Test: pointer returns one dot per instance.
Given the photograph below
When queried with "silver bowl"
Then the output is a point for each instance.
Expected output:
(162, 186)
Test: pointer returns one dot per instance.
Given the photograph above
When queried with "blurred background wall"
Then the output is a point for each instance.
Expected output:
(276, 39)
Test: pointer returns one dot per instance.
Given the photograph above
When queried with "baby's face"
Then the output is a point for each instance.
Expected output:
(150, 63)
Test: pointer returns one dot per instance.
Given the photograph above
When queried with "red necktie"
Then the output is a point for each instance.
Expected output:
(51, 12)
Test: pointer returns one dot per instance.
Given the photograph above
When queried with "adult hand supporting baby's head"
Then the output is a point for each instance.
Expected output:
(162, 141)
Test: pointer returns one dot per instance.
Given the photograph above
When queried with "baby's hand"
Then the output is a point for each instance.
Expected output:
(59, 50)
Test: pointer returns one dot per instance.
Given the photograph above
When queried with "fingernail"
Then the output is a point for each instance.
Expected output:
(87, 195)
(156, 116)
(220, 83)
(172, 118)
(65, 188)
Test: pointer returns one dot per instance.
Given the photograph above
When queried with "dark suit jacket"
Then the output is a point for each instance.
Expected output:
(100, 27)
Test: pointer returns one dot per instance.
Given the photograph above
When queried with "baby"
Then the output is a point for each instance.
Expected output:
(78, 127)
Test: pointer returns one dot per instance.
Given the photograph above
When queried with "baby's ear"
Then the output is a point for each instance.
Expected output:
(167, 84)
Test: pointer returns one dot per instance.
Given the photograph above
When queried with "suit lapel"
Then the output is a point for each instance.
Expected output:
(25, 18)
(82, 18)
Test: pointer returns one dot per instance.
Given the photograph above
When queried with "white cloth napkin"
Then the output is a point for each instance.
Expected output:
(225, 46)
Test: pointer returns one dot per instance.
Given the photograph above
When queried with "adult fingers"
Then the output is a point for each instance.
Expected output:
+++
◆ **Problem statement**: Retype all the material above precisely, with no line left out.

◆ **Solution to this exercise**:
Test: pointer returns one dot per instance.
Given the photograph below
When queried with "silver bowl"
Then the output is a point for each instance.
Expected output:
(162, 186)
Test: pointer returns one dot per instance.
Given the photograph above
When queried with "blurred background wall"
Then the output is a point for each instance.
Expected output:
(276, 39)
Test: pointer returns one dot per instance.
Given the photograph above
When queried with "baby's face"
Then the output is a point for each instance.
Expected output:
(150, 63)
Test: pointer returns one dot per instance.
Given the photograph above
When queried with "red necktie"
Then the output is a point for each instance.
Expected output:
(51, 12)
Test: pointer returns one dot per instance.
Given the photograph above
When queried with "adult hand supporting baby's head"
Then the output is a point for each instance.
Expected output:
(162, 141)
Test: pointer returns one dot per instance.
Given the photograph above
When queried with "baby's hand"
Then the output is a point for each instance.
Expected output:
(59, 50)
Test: pointer returns one dot per instance.
Given the photograph above
When queried with "fingernail"
Then the output is a point for each instance.
Expected output:
(87, 195)
(156, 116)
(220, 83)
(172, 118)
(65, 188)
Test: pointer returns one dot per instance.
Given the photograph above
When queried with "dark suit jacket"
Then the output is a point for each instance.
Expected output:
(100, 27)
Test: pointer returns one dot per instance.
Given the photograph above
When queried with "baby"
Then the output is a point for each instance.
Expected output:
(78, 127)
Test: pointer returns one dot per instance.
Given the photograph above
When queried with "baby's ear"
Then the output is a point for each instance.
Expected output:
(167, 84)
Test: pointer returns one dot per instance.
Given the photograph above
When queried with "suit lapel"
Then the output is a point for each instance.
Expected output:
(25, 18)
(82, 18)
Test: pointer returns one dot per instance.
Given the photograph above
When queried with "white cloth napkin"
Then the output is a point for each instance.
Expected output:
(225, 46)
Test: pointer returns one dot per instance.
Given the photograph above
When queried with "adult fingers"
Then the output is a point for each instance.
Expected output:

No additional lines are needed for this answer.